L’omicidio di Emanuele Tufano, il ragazzo di soli 15 anni incensurato, avvenuto la notte del 24 ottobre 2024 a Napoli, riporta di tragica attualità nel capoluogo campano (ma non solo) la problematica della delinquenza giovanile, delle cosiddette baby gang.

Non si sono ancora chiarite le circostanze della sparatoria di cui è rimasto vittima Emanuele: si sa che essa è avvenuta in un’area degradata del centro storico, nel quartiere Mercato, verso le due di notte, che ha ferito altri due minorenni che erano con lui (o come lui) in sella a uno scooter. E poco altro: di sicuro, ciò che hanno registrato le telecamere di videosorveglianza al vaglio degli inquirenti.

Di lui, invece, si sa che era di tutt’altra zona del centro di Napoli: di un altro rione difficile, la Sanità. Che la mattina andava a scuola e al pomeriggio in una officina dove si occupava di motorini. Che i genitori, gestori di una tavola calda, al momento della tragedia, erano in vacanza a Ibiza. Il che, naturalmente, vuol dire tutto o niente. Ma tant’è: Emanuele Tufano, 15 anni per sempre come si scrive sui social, non è la prima vittima giovanissima del grilletto facile a Napoli. E probabilmente, non sarà nemmeno l’ultima. Il sindaco Gaetano Manfredi, quando ha detto che “siamo di fronte a un fenomeno che fa rabbrividire”, lo sa bene. Così come il vescovo, monsignor Mimmo Battaglia, che predica, purtroppo a vuoto, affinché la città sia disarmata.

Ma perché le forze dell’ordine, le istituzioni, la politica faticano a mettere un freno alla violenza delle baby gang? Napoli non è l’unico esempio di città violenta da questo punto di vista, ma è qui che si incardina una delinquenza tutta particolare. A sostenerlo è uno dei massimi esperti di camorra, il sociologo nonché ex deputato e sottosegretario al Tesoro Isaia Sales.

========================

## REQUISITI
(1) Trascrivi fedelmente il tratto dell'articolo sull'omicidio di Emanuele Tufano che comincia con "L’omicidio di Emanuele" e finisce con "vaglio degli inquirenti.".
(2) Prosegui l'articolo sull'omicidio di Emanuele Tufano dal punto in cui si interrompe.
Le righe non hanno alcun ruolo in questo lavoro.

## DATI FORNITI
========================

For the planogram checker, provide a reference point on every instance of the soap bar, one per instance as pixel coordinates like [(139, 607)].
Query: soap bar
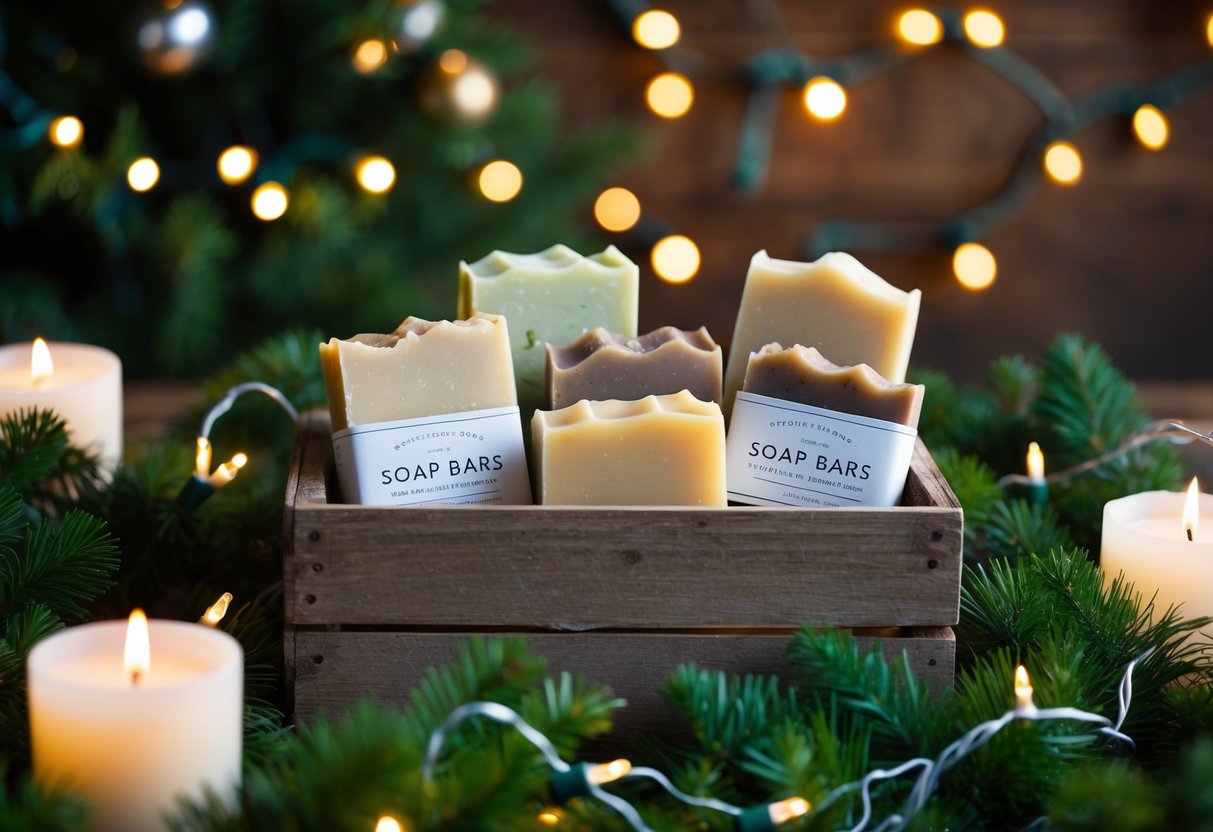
[(553, 296), (803, 375), (835, 303), (603, 365), (422, 369), (660, 450)]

========================

## RISULTATI PER COMPITO
(1)
L’omicidio di Emanuele Tufano, il ragazzo di soli 15 anni incensurato, avvenuto la notte del 24 ottobre 2024 a Napoli, riporta di tragica attualità nel capoluogo campano (ma non solo) la problematica della delinquenza giovanile, delle cosiddette baby gang.

Non si sono ancora chiarite le circostanze della sparatoria di cui è rimasto vittima Emanuele: si sa che essa è avvenuta in un’area degradata del centro storico, nel quartiere Mercato, verso le due di notte, che ha ferito altri due minorenni che erano con lui (o come lui) in sella a uno scooter. E poco altro: di sicuro, ciò che hanno registrato le telecamere di videosorveglianza al vaglio degli inquirenti.

(2)
L’omicidio di Emanuele Tufano, il 15enne incensurato, a Napoli e il fenomeno delle baby gang

Le forze dell’ordine chiariranno i contorni della sparatoria di cui è rimasto vittima, a 15 anni, Emanuele Tufano. Sta di fatto che la politica spesso e volentieri non sa che pesci prendere quando capitano episodi del genere.

Il fatto è che, soprattutto a Napoli, che un ragazzo ci rimetta la vita capita abbastanza spesso. Solo un anno fa, infatti, un 17enne ammazzò per futili motivi un ragazzo di 24 anni che nulla aveva a che fare con la delinquenza: Giovanbattista Giogiò Cutolo. Ma ancora più recentemente, un 16enne è stato accusato di aver ucciso e dato fuoco a un amico d’infanzia per volere di un clan di camorra. Come dire: siamo di nuovo in piena emergenza criminalità. Ma dal punto di vista della reazione delle istituzioni, siamo sempre all’anno zero?

Come combattere i “Teneri assassini”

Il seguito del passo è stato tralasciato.